_Brief:_
If a line in the data below contains "stone", copy it.

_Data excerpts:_

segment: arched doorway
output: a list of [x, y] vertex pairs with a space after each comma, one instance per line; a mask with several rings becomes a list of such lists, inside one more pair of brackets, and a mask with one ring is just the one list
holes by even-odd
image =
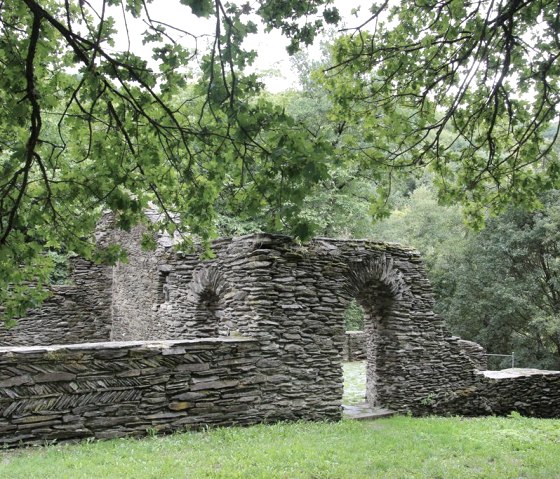
[[[347, 279], [347, 306], [359, 305], [363, 315], [366, 351], [366, 402], [370, 407], [382, 407], [384, 391], [394, 383], [388, 355], [394, 358], [396, 330], [395, 305], [408, 295], [400, 271], [384, 255], [363, 258], [350, 265]], [[397, 318], [398, 322], [398, 318]]]
[[366, 347], [366, 401], [379, 406], [378, 390], [384, 377], [385, 350], [388, 346], [384, 330], [393, 298], [388, 288], [378, 281], [370, 281], [356, 295], [364, 312]]

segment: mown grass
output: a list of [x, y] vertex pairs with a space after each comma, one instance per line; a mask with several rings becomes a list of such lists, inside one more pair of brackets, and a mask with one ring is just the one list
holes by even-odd
[[560, 478], [560, 421], [295, 423], [0, 452], [1, 478]]
[[[344, 404], [365, 363], [344, 364]], [[1, 479], [560, 478], [560, 421], [411, 418], [295, 423], [0, 451]]]

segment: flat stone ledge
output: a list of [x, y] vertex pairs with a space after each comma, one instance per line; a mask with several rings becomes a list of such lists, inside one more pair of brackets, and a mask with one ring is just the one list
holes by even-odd
[[357, 421], [371, 421], [395, 415], [395, 411], [383, 407], [370, 407], [367, 403], [342, 405], [343, 417]]
[[538, 375], [560, 375], [560, 371], [548, 371], [546, 369], [509, 368], [500, 371], [480, 371], [482, 375], [490, 379], [522, 378]]
[[190, 346], [194, 344], [235, 344], [235, 343], [257, 343], [253, 338], [239, 337], [217, 337], [217, 338], [197, 338], [197, 339], [175, 339], [165, 341], [110, 341], [102, 343], [77, 343], [77, 344], [53, 344], [51, 346], [3, 346], [0, 347], [0, 354], [6, 353], [37, 353], [52, 352], [60, 350], [73, 351], [98, 351], [105, 349], [126, 349], [134, 347], [171, 349], [179, 346]]

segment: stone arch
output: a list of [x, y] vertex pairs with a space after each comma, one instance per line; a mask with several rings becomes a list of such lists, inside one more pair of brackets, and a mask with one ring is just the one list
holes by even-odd
[[[360, 258], [349, 265], [345, 292], [356, 299], [364, 313], [366, 335], [366, 400], [378, 406], [388, 371], [388, 355], [396, 343], [388, 323], [400, 309], [399, 304], [412, 296], [402, 272], [391, 257], [381, 254]], [[382, 401], [382, 398], [381, 398]]]
[[187, 286], [192, 330], [198, 336], [228, 336], [230, 324], [224, 295], [230, 287], [216, 265], [196, 270]]
[[402, 272], [395, 267], [393, 258], [382, 254], [369, 256], [350, 264], [346, 289], [351, 294], [359, 293], [372, 281], [383, 284], [395, 300], [410, 297], [410, 287]]

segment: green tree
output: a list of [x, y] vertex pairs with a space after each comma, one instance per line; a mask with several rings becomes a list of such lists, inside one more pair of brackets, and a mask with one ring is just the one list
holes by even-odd
[[[179, 229], [185, 243], [215, 236], [218, 204], [245, 216], [265, 207], [267, 229], [308, 230], [297, 210], [325, 176], [330, 145], [307, 138], [259, 98], [254, 75], [243, 75], [254, 58], [241, 48], [256, 31], [253, 9], [184, 0], [186, 14], [215, 19], [213, 42], [198, 52], [177, 40], [180, 26], [155, 19], [150, 3], [0, 2], [0, 304], [7, 316], [44, 297], [54, 267], [46, 250], [122, 256], [115, 247], [96, 250], [92, 232], [106, 209], [126, 229], [156, 203], [162, 221], [154, 228]], [[256, 13], [295, 50], [322, 23], [337, 21], [325, 7], [314, 23], [297, 23], [328, 3], [268, 1]], [[159, 70], [130, 47], [112, 48], [115, 6], [146, 22], [142, 40]], [[187, 85], [193, 65], [201, 73]]]
[[442, 314], [491, 352], [516, 352], [522, 366], [560, 368], [560, 192], [544, 207], [510, 207], [488, 220], [451, 275]]
[[391, 215], [374, 227], [376, 238], [420, 251], [436, 295], [436, 312], [444, 319], [457, 289], [454, 271], [465, 261], [473, 235], [463, 223], [458, 205], [438, 203], [429, 178], [401, 188]]
[[[327, 50], [319, 60], [310, 58], [307, 52], [298, 52], [293, 57], [293, 63], [303, 89], [261, 95], [281, 107], [293, 119], [294, 127], [305, 132], [307, 141], [328, 145], [332, 151], [328, 170], [319, 181], [308, 184], [305, 196], [294, 209], [291, 224], [280, 224], [279, 231], [289, 234], [292, 225], [299, 224], [302, 236], [369, 237], [374, 214], [378, 215], [381, 210], [376, 200], [382, 182], [374, 169], [355, 161], [352, 147], [348, 145], [348, 139], [352, 143], [354, 135], [349, 134], [344, 124], [329, 118], [332, 102], [324, 87], [313, 80], [313, 72], [324, 68], [327, 59]], [[290, 206], [289, 198], [286, 198], [285, 206]], [[270, 217], [267, 205], [258, 212], [252, 211], [248, 217], [243, 215], [242, 209], [243, 205], [239, 205], [236, 211], [232, 211], [228, 205], [222, 204], [219, 208], [221, 234], [244, 234], [267, 229]]]
[[389, 4], [333, 47], [333, 118], [361, 125], [379, 168], [428, 167], [475, 224], [488, 205], [537, 205], [560, 181], [558, 3]]
[[437, 202], [429, 182], [399, 201], [376, 235], [417, 248], [454, 334], [489, 352], [515, 351], [524, 367], [560, 368], [560, 193], [543, 207], [509, 207], [480, 232], [458, 206]]
[[357, 138], [364, 135], [361, 125], [332, 116], [333, 101], [316, 80], [329, 64], [332, 35], [322, 42], [320, 58], [305, 51], [292, 57], [302, 90], [274, 95], [271, 101], [280, 104], [309, 138], [333, 148], [326, 178], [309, 189], [298, 217], [317, 235], [366, 238], [372, 235], [375, 220], [390, 211], [386, 195], [395, 182], [392, 176], [398, 175], [377, 168], [361, 154], [357, 148]]
[[[386, 22], [374, 4], [375, 28], [335, 45], [324, 80], [330, 126], [315, 136], [244, 73], [255, 52], [243, 42], [259, 18], [296, 52], [339, 22], [332, 0], [180, 3], [213, 19], [207, 50], [183, 46], [189, 32], [158, 21], [149, 0], [0, 2], [7, 315], [43, 296], [54, 267], [45, 251], [121, 257], [116, 247], [96, 250], [92, 231], [106, 209], [129, 228], [156, 203], [153, 227], [182, 231], [188, 246], [193, 235], [216, 235], [219, 213], [301, 237], [339, 234], [311, 215], [317, 205], [347, 211], [344, 197], [357, 191], [371, 211], [383, 209], [400, 169], [429, 165], [440, 196], [479, 217], [483, 204], [533, 204], [537, 190], [558, 186], [558, 130], [542, 139], [558, 105], [552, 1], [403, 1]], [[115, 11], [145, 22], [157, 67], [134, 48], [114, 49]]]

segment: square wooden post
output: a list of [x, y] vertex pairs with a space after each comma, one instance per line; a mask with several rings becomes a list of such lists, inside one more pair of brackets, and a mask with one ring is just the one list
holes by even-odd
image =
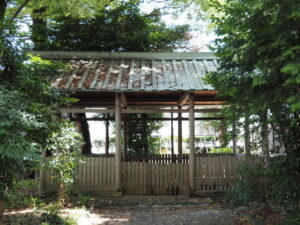
[[[178, 106], [181, 109], [181, 106]], [[178, 113], [178, 156], [179, 162], [182, 160], [182, 114]]]
[[124, 153], [123, 153], [123, 159], [124, 161], [127, 161], [127, 153], [128, 153], [128, 119], [127, 114], [124, 115]]
[[122, 168], [121, 168], [121, 95], [115, 95], [115, 169], [116, 169], [116, 191], [122, 190]]
[[189, 147], [190, 147], [190, 192], [195, 191], [195, 172], [196, 172], [196, 156], [195, 156], [195, 111], [194, 111], [194, 94], [189, 93]]
[[232, 151], [233, 151], [233, 154], [236, 155], [237, 153], [237, 132], [236, 132], [236, 123], [235, 123], [235, 118], [233, 119], [233, 122], [232, 122]]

_Solution:_
segment: flat stone ledge
segment: stone arch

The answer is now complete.